EXERCISE GOAL: In the forum thread on the tangent line, at which point must the tangent line to the curve be found?

Question

find the equation to the tangent line to the curve cosy+ycosx = y+sin(x^2)+sin^2(x) at the point (0,pi/2)

Answer 1

start taking the derivatives ....

Answer 2

is this format correct? : y=cosy+ycosx-sin(x^2)-sin^2(x)

Answer 3

dont "solve for y"; just jump in and start deriving the parts

Answer 4

cosy: -y' sin(y)
ycosx: y' cosx - y sinx
=
y: y'
sin(x^2): 2x cos(x^2)
sin^2(x): 2sinx cosx

now plug in the x,y point given and solve for y'

Answer 5

so it would be: y'=-siny-ysinx-2xcos(x^2)-2sinxcosx

Answer 6

looks about right, hard to see thru all the trig, which is why idda just inputed x,y as is to reduce the cultter

Answer 7

-y' sin(y) + y' cosx - y sinx = y' + 2x cos(x^2) + 2sinx cosx

-y' sin(pi/2) + y' cos0 - pi/2 sin0 = y' + 2.0 cos(0) + 2sinpi/2 cos0

-y' 1 + y' 1 - pi/2 0 = y' + 0 + 2.1.1

0 = y' + 2

Answer 8

the slope of your line is equal to y'; so -2, and they give you the point to anchor it top

Answer 9

*anchor it to

Answer 10

I got my slope to be 0.

Answer 11

then one of us messed up :)

LISTING:
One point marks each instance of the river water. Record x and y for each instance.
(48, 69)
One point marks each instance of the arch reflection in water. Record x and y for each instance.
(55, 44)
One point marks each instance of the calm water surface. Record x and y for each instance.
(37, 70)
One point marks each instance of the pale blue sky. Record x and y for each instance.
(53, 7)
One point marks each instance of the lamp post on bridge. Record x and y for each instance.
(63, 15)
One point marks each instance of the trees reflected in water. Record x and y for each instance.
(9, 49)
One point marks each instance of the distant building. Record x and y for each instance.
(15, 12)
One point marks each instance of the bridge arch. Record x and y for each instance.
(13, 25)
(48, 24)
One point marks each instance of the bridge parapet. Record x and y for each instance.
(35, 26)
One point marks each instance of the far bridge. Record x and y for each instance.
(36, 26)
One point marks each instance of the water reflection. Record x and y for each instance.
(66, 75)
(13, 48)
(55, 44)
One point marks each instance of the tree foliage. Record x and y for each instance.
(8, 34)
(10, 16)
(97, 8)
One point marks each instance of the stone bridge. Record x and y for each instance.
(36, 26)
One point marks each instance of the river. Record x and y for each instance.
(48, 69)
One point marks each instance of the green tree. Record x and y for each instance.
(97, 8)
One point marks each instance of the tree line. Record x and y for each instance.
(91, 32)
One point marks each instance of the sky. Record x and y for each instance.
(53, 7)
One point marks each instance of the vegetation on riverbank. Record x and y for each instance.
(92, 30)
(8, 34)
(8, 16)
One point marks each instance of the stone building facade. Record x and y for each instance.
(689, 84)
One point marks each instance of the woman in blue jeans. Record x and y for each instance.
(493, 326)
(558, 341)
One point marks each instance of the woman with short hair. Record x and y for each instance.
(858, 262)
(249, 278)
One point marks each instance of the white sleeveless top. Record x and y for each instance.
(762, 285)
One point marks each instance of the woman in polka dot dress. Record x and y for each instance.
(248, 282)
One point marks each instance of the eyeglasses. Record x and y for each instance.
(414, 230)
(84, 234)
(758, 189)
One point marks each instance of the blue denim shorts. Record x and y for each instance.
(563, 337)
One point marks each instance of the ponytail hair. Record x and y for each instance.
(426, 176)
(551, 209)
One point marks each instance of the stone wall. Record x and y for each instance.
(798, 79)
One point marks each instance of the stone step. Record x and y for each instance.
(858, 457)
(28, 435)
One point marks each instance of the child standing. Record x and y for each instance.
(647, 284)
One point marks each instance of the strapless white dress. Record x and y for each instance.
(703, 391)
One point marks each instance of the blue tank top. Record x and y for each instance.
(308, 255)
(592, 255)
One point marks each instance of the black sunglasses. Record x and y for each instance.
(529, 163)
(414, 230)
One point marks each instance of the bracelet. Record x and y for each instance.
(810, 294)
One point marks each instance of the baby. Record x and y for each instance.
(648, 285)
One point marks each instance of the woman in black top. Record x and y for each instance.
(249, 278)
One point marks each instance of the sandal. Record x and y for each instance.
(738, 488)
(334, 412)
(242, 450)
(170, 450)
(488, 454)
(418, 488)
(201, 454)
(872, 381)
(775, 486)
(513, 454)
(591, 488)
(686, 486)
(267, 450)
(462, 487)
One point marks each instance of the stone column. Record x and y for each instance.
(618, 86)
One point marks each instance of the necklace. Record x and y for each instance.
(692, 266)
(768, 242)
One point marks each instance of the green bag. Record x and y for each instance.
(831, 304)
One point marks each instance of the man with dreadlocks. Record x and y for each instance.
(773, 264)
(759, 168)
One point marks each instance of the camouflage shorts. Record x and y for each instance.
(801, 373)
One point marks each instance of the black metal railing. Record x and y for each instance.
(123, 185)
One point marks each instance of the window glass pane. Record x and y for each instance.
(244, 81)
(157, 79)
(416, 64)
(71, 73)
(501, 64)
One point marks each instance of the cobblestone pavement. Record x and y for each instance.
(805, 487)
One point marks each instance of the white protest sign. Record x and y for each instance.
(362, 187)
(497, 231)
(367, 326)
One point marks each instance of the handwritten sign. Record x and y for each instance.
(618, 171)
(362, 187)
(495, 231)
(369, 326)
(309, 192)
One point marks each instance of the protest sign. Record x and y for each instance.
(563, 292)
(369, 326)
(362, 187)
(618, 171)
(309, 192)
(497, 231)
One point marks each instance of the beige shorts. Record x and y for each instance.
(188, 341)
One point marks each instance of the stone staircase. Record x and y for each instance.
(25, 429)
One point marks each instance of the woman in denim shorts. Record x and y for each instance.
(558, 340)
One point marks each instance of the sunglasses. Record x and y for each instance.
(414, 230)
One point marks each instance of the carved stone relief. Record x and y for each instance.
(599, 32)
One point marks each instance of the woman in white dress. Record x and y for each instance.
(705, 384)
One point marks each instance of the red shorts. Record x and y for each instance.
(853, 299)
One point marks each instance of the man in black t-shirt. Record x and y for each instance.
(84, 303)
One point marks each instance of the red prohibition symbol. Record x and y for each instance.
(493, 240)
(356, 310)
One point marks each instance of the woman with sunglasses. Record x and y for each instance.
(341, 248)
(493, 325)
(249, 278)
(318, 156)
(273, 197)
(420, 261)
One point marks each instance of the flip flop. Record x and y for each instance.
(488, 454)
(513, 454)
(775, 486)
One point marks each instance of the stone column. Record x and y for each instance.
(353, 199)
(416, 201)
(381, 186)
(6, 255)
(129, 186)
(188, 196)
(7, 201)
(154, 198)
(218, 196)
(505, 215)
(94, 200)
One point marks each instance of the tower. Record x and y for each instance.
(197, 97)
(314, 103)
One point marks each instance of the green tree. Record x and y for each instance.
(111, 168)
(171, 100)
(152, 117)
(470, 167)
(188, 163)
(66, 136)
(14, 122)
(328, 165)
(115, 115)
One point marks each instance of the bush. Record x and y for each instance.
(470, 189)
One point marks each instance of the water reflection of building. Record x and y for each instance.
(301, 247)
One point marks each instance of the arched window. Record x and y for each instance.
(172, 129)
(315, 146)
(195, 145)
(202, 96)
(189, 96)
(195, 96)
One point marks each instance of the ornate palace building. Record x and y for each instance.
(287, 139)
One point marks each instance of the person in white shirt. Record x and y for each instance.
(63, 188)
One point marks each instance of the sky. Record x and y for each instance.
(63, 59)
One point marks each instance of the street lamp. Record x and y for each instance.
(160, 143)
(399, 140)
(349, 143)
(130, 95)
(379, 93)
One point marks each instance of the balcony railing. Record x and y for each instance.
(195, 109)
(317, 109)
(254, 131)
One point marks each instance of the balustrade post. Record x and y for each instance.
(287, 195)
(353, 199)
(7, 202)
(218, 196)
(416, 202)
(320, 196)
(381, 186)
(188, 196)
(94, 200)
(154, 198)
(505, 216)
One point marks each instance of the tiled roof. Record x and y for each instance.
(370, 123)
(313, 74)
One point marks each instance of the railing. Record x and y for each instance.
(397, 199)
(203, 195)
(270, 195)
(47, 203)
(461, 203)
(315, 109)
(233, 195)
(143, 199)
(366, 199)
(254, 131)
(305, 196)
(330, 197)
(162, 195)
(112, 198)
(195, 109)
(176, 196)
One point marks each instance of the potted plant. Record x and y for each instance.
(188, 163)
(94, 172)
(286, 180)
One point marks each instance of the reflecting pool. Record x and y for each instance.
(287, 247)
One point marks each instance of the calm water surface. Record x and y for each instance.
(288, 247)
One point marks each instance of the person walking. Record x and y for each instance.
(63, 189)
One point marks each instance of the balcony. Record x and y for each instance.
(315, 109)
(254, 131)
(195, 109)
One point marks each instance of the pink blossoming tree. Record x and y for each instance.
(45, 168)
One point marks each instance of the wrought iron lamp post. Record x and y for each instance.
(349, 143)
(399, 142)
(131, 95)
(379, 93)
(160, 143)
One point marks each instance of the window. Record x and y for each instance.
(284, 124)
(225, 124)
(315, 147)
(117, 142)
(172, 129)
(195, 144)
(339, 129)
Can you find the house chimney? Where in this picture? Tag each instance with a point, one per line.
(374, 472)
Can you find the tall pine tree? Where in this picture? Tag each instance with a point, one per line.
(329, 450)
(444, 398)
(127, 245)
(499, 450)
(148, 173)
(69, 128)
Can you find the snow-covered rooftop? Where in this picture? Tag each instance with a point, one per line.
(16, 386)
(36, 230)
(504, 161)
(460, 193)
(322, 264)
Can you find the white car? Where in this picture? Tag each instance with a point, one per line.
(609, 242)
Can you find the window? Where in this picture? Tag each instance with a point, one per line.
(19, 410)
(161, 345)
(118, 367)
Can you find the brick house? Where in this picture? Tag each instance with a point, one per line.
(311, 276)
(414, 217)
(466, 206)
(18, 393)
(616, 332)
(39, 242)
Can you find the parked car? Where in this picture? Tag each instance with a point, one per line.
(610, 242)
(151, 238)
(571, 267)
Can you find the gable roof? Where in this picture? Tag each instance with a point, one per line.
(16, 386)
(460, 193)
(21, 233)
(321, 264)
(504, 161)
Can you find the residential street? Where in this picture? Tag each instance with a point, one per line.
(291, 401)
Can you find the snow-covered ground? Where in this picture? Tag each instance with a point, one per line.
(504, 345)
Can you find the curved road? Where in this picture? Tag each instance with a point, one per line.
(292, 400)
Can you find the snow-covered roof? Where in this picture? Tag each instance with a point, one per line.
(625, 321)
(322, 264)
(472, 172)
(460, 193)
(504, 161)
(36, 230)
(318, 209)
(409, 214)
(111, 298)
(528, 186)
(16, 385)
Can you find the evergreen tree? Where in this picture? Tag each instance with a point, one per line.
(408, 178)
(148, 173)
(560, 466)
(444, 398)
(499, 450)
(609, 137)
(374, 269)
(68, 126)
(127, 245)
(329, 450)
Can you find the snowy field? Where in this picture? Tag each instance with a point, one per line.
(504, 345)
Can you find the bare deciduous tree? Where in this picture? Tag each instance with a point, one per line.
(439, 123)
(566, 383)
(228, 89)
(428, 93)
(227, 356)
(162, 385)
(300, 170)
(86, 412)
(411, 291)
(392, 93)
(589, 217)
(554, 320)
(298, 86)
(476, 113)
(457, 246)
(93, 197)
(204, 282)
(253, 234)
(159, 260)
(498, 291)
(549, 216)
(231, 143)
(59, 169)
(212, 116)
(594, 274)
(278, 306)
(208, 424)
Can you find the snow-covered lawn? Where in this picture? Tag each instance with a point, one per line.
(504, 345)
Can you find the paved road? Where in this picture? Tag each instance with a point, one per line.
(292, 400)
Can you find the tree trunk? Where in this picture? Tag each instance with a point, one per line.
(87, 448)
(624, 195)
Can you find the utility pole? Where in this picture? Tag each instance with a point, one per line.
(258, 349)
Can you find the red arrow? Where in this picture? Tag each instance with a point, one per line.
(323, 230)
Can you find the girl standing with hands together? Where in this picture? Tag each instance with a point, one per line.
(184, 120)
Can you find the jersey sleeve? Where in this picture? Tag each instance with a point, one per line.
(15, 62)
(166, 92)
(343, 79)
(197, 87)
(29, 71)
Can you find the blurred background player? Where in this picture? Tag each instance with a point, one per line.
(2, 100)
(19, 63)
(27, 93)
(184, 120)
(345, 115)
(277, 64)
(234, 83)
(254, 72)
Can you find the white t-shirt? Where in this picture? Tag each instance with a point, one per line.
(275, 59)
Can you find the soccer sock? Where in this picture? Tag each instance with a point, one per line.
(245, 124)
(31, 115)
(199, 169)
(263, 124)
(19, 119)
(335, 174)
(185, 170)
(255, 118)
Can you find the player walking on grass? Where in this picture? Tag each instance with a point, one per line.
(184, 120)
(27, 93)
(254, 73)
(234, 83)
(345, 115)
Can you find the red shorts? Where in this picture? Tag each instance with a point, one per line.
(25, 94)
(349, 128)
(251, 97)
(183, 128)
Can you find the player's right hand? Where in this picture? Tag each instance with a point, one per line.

TASK ANSWER: At the point (0, pi/2).